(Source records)
-*-*-
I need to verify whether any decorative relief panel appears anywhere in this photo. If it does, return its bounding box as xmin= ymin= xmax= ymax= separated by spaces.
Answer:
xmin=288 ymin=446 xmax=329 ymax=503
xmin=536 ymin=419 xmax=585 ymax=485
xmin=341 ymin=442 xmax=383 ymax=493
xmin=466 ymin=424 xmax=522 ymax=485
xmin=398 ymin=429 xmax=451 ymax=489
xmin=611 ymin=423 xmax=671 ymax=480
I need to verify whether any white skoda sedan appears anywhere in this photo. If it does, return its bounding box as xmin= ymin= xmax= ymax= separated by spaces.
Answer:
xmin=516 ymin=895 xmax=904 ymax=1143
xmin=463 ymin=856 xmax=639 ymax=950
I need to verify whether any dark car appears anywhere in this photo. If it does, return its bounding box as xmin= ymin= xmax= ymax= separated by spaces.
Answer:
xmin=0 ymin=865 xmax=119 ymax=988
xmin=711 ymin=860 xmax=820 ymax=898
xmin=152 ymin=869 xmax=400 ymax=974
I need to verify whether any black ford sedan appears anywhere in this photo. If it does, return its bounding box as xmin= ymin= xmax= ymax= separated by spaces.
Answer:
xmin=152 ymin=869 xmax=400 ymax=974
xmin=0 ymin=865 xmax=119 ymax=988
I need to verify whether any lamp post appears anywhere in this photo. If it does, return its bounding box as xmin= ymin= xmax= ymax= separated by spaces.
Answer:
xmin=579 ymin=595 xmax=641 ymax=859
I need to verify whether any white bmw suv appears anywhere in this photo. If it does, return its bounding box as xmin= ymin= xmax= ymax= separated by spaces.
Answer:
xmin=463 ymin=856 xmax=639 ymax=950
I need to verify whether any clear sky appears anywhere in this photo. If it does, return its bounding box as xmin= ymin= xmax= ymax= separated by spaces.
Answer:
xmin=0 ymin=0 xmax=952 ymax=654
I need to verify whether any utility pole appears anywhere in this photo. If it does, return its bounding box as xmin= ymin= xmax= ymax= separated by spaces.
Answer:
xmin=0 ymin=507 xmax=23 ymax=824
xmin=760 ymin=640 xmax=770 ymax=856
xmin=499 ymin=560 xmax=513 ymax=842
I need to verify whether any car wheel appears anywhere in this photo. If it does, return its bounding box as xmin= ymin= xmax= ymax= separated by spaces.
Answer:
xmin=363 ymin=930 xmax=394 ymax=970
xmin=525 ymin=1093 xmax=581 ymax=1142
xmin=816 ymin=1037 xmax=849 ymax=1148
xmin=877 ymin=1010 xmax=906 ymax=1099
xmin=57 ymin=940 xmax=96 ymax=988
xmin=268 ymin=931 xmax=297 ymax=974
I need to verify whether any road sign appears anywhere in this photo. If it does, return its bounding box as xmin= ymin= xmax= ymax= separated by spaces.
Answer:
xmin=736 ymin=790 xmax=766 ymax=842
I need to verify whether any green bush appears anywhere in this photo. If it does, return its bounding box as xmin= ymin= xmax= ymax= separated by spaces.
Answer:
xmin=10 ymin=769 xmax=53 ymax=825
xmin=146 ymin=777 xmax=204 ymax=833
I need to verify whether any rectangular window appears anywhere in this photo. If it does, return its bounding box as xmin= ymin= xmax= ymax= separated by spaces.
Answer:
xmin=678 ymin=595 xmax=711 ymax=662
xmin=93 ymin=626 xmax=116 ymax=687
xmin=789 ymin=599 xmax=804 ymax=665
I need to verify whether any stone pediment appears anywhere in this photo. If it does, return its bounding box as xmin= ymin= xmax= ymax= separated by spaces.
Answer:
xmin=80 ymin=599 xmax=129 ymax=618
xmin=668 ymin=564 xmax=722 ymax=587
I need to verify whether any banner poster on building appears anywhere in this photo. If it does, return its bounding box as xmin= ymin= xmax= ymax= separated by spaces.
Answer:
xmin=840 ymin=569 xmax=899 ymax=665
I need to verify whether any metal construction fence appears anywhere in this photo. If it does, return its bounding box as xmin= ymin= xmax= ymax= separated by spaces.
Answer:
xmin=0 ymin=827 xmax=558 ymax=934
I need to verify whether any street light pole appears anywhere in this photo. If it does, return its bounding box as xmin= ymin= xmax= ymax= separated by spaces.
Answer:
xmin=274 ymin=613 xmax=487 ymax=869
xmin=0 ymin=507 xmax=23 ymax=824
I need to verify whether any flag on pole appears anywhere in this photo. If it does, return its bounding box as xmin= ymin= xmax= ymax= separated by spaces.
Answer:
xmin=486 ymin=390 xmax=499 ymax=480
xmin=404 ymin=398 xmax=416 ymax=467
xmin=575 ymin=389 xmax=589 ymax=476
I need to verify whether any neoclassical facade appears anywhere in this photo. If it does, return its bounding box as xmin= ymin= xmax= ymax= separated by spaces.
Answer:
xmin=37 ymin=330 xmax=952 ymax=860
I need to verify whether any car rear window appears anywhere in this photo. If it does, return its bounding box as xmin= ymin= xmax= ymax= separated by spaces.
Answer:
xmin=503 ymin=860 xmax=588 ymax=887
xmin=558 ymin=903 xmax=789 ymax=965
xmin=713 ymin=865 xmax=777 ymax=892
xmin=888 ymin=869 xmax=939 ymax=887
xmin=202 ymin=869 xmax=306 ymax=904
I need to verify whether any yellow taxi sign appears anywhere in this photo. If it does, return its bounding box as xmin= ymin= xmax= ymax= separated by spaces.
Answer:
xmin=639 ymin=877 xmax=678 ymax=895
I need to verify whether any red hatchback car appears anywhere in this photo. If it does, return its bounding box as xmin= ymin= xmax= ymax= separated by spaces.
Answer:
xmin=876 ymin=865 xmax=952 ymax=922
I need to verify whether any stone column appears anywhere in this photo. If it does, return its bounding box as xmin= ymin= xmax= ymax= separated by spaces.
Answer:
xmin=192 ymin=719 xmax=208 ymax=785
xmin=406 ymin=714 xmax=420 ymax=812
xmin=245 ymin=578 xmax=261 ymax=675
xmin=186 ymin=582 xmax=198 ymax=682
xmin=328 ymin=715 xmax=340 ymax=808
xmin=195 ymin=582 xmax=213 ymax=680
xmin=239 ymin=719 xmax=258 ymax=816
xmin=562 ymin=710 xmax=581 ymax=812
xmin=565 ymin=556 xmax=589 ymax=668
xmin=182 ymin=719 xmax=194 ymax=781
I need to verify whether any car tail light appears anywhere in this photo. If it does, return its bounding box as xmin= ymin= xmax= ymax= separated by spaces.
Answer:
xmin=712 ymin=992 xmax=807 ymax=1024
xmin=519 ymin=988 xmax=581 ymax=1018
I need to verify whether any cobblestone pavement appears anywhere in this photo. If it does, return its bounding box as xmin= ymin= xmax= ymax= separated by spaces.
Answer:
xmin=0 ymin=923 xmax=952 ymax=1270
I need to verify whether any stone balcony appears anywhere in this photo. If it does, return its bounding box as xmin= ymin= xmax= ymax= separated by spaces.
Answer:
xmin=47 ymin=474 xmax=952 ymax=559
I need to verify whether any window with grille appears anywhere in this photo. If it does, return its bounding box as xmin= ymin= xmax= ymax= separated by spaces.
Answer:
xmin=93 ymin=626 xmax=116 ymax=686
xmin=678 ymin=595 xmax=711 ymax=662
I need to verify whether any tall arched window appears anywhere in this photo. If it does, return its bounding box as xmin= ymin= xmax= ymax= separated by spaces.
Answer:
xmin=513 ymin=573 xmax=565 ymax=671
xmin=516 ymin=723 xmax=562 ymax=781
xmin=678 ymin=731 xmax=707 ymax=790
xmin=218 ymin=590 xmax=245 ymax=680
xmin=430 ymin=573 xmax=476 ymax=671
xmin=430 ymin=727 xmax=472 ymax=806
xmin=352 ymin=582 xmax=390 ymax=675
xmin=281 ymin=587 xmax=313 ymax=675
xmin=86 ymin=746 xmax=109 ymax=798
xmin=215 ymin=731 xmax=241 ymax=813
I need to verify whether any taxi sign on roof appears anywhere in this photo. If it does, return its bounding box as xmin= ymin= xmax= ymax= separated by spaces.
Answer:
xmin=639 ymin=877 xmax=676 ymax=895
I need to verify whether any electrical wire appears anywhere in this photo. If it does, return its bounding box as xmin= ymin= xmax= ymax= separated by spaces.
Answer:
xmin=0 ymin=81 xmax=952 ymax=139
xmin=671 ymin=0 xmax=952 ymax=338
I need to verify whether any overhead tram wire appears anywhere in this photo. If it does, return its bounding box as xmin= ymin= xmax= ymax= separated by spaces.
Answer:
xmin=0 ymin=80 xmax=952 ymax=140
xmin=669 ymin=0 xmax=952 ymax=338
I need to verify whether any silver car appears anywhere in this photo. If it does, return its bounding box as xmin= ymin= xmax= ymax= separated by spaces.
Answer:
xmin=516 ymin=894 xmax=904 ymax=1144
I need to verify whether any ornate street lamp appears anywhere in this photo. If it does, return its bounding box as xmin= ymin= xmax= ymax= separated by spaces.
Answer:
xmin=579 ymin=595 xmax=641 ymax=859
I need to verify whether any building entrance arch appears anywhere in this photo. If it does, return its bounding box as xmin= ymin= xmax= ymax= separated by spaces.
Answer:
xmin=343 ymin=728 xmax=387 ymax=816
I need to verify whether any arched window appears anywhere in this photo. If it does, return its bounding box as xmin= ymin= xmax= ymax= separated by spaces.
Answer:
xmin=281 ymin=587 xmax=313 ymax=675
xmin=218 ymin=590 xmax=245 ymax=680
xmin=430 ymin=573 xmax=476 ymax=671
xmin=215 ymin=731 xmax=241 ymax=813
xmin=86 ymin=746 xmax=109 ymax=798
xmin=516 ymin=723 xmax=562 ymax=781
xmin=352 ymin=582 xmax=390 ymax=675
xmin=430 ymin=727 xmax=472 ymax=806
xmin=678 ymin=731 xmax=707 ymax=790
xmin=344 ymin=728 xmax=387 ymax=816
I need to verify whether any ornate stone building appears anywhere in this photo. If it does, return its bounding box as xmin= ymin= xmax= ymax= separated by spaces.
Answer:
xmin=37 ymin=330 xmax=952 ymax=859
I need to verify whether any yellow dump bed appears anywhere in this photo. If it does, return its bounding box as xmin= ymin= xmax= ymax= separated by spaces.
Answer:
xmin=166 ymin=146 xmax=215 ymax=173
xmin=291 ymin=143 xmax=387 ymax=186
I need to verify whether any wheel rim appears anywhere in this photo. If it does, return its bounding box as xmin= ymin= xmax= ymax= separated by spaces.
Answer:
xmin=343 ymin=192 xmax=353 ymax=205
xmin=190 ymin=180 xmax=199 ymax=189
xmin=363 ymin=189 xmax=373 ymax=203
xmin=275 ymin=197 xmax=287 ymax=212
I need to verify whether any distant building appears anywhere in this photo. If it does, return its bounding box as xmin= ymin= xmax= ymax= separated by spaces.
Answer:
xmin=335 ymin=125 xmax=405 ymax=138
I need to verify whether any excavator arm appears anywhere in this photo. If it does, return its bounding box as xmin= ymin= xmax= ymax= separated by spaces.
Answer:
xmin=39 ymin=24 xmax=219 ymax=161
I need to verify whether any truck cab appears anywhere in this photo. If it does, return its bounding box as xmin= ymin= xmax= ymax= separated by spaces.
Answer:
-*-*-
- REQUEST:
Please convert the records above, from their first line through the line containing "xmin=611 ymin=423 xmax=671 ymax=480", into a JSON list of strings with one string per line, leaving out blank lines.

- RESULT BELOW:
[
  "I need to verify whether any decorative relief panel appears anywhere in this photo. If it does, return its bounding box as xmin= ymin= xmax= ymax= separated by spaces.",
  "Answer:",
  "xmin=288 ymin=446 xmax=329 ymax=503",
  "xmin=536 ymin=419 xmax=585 ymax=485",
  "xmin=341 ymin=442 xmax=383 ymax=493",
  "xmin=466 ymin=424 xmax=522 ymax=485",
  "xmin=398 ymin=429 xmax=451 ymax=489",
  "xmin=611 ymin=423 xmax=671 ymax=480"
]